→ **Work to do**
1. In the Lake of the Ozarks and Branson thread, rewrite the part starting with "When is the" and going on through "back to school.", replacing "September" with "October".
2. For each statement below, say whether it agrees with the Lake of the Ozarks and Branson thread, answering yes or no and quoting the words from the thread that decide it. (a) The first post asks when school starts in the area. (b) The second post lists three state parks. (c) The reply says schools in Missouri mostly start in early September.
3. Write the next part of the Lake of the Ozarks and Branson forum thread, picking up after its last sentence.

→ **Text excerpt**
# Lake of the Ozarks and Branson



## Miss Marty (Apr 4, 2016)

_
Missouri_

Looking for driving directions from Baltimore area.
How long does it take and suggestions for an 
overnight hotel on the way to and from Missouri.

Also recommendations for Gold Crown timeshares 
that have washer and dryers in the units? 

When is the best time to visit Lake of the Ozarks
and Branson Missour when the weather is still nice
and most of the crowds have gone back home. 

Thinking about the end of summer 
last part of August to September 
after the kids go back to school.
When does school start in this area?

_Thank You_


----------



## Miss Marty (Apr 4, 2016)

*Area Attractions and Things to do*

_
Attractions at Lake of the Ozarks_

Bagnell Dam &
Scenic Overlook 

Two State Parks 
Ha Ha Tonka and 
Lake of the Ozarks

Airplane Tours
Cave Tours 
Scenic Boat Rides
and Boat Rentals
Wineries 

Music and Entertainment

_Branson_

Where to get (best prices)
discount on show tickets?


----------



## missyrcrews (Apr 5, 2016)

*Some ideas*

Schools start in Missouri mid-August at the latest, for the most part.

→ **Extracted data**
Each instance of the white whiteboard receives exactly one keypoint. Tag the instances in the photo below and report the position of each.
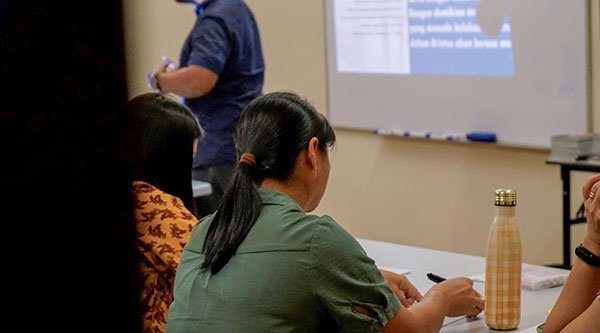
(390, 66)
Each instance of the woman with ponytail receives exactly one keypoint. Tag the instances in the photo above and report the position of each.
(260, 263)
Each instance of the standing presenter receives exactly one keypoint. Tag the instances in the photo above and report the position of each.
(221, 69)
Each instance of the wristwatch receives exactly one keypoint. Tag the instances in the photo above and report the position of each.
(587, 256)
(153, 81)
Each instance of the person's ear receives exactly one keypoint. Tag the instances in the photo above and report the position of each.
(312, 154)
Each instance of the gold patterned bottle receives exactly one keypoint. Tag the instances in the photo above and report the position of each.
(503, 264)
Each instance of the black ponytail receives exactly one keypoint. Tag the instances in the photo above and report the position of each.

--

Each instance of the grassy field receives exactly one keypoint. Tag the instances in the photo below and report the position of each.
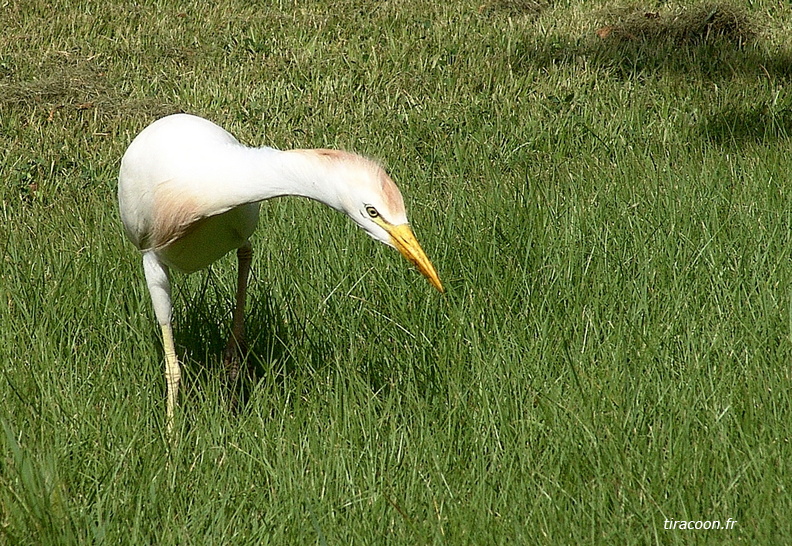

→ **Answers to the exercises**
1.
When is the best time to visit Lake of the Ozarks
and Branson Missour when the weather is still nice
and most of the crowds have gone back home. 

Thinking about the end of summer 
last part of August to October 
after the kids go back to school.

2.
(a) Yes: "When does school start in this area?"
(b) No: "Two State Parks"
(c) No: "Schools start in Missouri mid-August at the latest, for the most part."

3.
We went to the Lake of the Ozarks in late August 2014, after our trip to Desoto, MO to see my folks.  We stayed at Worldmark Lake of the Ozarks (Wyndham Lake of the Ozarks is the same resort) and found it to be great.  Right on the lake for great views, and easy to get to things to see.  The area wasn't at all crowded, but attractions were still open.  Bagnell Dam and the visitor's center there were interesting for our children.  We went to both Ha Ha Tonka and Lake of the Ozarks state parks.  There is a great Lake museum in Linn Creek that we loved....all about the building of the dam, and the towns that were put under water.  Loads of good places to eat, too, and a wonderful outlet mall.  This area was a hit for our family....sure wish we lived closer, because we'd go back every year.  

I haven't been to Branson in years, but my folks go once or twice a year.  They like Wyndham at the Meadows, French Quarter, the Palace View by Spinnaker, and the Surrey resorts.  All of those have washers and dryers, and I believe they are all either "walk-in" or have elevators in the building.  (Parents are in their 80's, so those are necessities for them.)


----------



## suesam (Apr 6, 2016)

Anytime in September and the first half of October are great times to be at the Lake of the Ozarks. Many restaurants/bars and wineries still have entertainment and weather is typically beautiful. The craziness of the summer crowds are gone. 

Enjoy! 
Sue


----------



## silentg (Apr 7, 2016)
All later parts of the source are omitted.